WHAT THIS TASK INVOLVES:
Please reproduce verbatim the lines below, from the first through the one with "white wall | outline every instance".

Entries taken from a collection:
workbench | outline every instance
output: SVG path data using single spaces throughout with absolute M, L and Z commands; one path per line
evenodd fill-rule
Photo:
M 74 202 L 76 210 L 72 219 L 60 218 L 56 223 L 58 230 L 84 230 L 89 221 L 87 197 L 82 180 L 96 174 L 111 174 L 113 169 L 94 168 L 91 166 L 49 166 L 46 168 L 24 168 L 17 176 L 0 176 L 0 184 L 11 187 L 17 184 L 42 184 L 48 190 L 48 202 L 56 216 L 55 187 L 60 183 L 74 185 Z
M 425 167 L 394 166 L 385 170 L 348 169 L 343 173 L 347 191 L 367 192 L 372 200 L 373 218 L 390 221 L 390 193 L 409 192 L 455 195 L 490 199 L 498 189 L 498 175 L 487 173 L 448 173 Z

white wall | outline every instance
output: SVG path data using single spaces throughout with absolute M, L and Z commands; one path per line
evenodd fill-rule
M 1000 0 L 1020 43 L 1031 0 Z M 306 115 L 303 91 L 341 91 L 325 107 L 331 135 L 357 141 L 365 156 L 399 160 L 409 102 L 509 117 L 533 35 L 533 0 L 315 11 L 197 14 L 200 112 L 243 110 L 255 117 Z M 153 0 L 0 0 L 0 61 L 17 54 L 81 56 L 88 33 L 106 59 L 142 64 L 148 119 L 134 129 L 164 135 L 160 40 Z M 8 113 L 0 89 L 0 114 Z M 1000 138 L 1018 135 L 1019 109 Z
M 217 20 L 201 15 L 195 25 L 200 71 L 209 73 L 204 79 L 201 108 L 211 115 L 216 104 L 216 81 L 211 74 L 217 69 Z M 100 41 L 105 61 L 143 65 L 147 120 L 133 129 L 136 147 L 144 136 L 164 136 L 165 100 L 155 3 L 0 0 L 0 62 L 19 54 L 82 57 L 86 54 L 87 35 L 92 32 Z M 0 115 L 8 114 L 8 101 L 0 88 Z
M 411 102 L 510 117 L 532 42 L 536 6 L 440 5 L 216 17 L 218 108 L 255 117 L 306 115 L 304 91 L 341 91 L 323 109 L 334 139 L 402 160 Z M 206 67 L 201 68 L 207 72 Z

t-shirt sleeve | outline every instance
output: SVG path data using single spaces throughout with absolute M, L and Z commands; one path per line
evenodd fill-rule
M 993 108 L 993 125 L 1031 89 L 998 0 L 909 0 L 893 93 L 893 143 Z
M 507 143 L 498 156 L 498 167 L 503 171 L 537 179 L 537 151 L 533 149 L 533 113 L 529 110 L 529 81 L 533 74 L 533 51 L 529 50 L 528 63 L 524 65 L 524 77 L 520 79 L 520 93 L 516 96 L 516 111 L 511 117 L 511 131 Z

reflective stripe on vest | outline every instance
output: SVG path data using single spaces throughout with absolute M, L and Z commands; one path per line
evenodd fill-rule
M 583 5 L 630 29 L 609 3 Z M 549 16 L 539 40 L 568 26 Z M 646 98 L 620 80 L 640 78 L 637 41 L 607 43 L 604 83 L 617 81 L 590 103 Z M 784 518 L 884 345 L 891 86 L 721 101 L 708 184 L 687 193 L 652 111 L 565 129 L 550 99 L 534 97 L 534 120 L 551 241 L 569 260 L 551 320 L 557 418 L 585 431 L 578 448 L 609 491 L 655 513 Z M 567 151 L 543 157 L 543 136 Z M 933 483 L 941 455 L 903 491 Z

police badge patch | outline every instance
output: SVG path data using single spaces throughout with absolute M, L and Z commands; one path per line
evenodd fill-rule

EXERCISE OUTPUT:
workbench | outline every instance
output: SVG path data using single spaces throughout with absolute M, L and Z commands; one path per line
evenodd fill-rule
Photo:
M 74 202 L 76 210 L 72 219 L 60 218 L 56 223 L 58 230 L 84 230 L 89 221 L 87 197 L 82 180 L 96 174 L 111 174 L 113 169 L 94 168 L 91 166 L 49 166 L 46 168 L 24 168 L 17 176 L 0 176 L 0 184 L 11 187 L 17 184 L 42 184 L 48 190 L 48 202 L 56 216 L 55 187 L 60 183 L 74 185 Z
M 425 167 L 394 166 L 385 170 L 348 169 L 343 173 L 347 191 L 367 192 L 372 200 L 373 218 L 390 221 L 390 193 L 409 192 L 455 195 L 490 199 L 498 189 L 498 175 L 487 173 L 448 173 Z

white wall | outline every instance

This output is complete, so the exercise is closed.